> [Excerpted text]
####
Human/Animal : Stathis Gourgouris
Such inquiry would place human animality at the forefront of our thinking, which cannot be conducted outside the problematic of sexual difference and sexual gendering, as well as questions of race and non-European traditions of humanism, so long as these are taken as frameworks of knowledge and not as mere problematics of identity or social reproduction.8
At the same time, this question of the human as a framework of knowledge cannot be posed without considering whatever domains are deemed to be beyond the human, though paradoxically residing within the purview of the human. Such domains could be identified by a variety of names: transcendental, metaphysical, supernatural, spectral, virtual, etc., but also ontological and orthological, or however we may wish to name the realm that concerns questions of Being as such or Reason as such—that is, as self-identical or tautological categories. These domains can also be noted simply as “non-human” or “inhuman” as long as we hear the compromising resonance of using these composite categorical names.
Moreover, such inquiry also cannot be conducted within the parameters of philosophy, if by philosophy we mean to constrain ourselves within the conceptual capacities of language. The factual contradiction that to claim to overcome the human is no more than being human is also at work in the biggest problem facing philosophy since Kant: the presumption that comprehension of what may be generally understood as the ‘non-human’ (the object or ‘reality’ as such) is impossible beyond mere conceptualization of phenomena.
The drive to conquer the knowledge of what cannot be intimately known is commensurate with the drive to create a metaphysics, an entire world in effect alien to the world in which it lives, purposely unreal and ultimately unknown (or not fully knowable) and, even more paradoxically, purported to account conceptually for the ultimate unaccountability and inconceivability of the real and the known.
####
> [Recorded information]

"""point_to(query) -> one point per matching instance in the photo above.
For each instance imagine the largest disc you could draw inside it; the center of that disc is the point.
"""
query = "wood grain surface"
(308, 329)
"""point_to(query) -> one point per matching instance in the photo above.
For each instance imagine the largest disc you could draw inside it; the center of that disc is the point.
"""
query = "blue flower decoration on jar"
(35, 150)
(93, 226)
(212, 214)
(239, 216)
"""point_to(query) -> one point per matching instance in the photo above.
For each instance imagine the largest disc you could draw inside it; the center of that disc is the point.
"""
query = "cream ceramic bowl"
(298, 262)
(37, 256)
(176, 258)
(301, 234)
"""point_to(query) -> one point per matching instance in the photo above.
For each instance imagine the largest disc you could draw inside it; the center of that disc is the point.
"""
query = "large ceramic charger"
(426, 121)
####
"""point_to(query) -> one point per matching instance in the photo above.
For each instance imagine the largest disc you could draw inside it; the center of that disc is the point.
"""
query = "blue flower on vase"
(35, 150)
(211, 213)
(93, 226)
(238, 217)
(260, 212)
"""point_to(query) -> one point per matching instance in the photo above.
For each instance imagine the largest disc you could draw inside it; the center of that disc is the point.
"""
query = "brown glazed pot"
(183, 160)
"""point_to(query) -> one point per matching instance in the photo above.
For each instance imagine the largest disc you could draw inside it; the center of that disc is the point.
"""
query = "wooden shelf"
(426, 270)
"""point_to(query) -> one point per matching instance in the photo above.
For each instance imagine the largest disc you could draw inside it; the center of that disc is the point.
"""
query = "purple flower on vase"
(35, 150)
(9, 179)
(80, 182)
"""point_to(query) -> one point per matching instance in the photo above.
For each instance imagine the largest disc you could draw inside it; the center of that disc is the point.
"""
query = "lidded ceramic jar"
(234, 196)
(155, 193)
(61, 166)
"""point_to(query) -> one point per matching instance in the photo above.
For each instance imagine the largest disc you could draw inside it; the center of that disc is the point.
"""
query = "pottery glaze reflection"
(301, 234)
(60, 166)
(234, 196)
####
> [Actions to take]
**1.** In the essay on human animality, since which philosopher has philosophy faced what it calls its biggest problem?
**2.** Swap "metaphysics" for "mythology" in the essay on human animality and give that passage again. Begin at the words "The drive to conquer" and stop after "and the known.".
**3.** Carry on the essay on human animality from its final sentence.

> [Answers provided]
**1.** Since Kant.

**2.**
The drive to conquer the knowledge of what cannot be intimately known is commensurate with the drive to create a mythology, an entire world in effect alien to the world in which it lives, purposely unreal and ultimately unknown (or not fully knowable) and, even more paradoxically, purported to account conceptually for the ultimate unaccountability and inconceivability of the real and the known.

**3.**
It’s not a matter of not knowing the thing in itself, but of unhinging “knowing” from “accounting” and “conceptualizing” the thing—which is never in-itself, and that is the toughest nut to crack. If traditional humanism showed contempt for knowing the “animal” as the thing-in-itself (and thus repressed the unsurpassable animality of the human), the presumption to overcome humanism in the name of yet another “post-” made of the “animal”—sometimes in that very name, but other times in the compromised negativity of the “non-” or “in-”human—nothing but a reiteration of that venerable beyond that safeguards humanity’s philosophical mastery of the world.
Finally, such epistemological inquiry would have to include the political question acutely posed by Gayatri Spivak—“who slips into the place of the ‘human’ of ‘humanism’?”9—as long as it vows to keep this a question and not seek easy and permanent answers. For whatever perspective would be entailed by a presumed answer (along ethno-geographical, historical-philosophical, psycho-sexual, literary-linguistic, or geopolitical lines), it can neither really produce an answer as such—that is, fulfill the truth demands sought in such an answer—nor produce a critique of the objects announced by the question (“humanism” and the “human”), except partially and provisionally.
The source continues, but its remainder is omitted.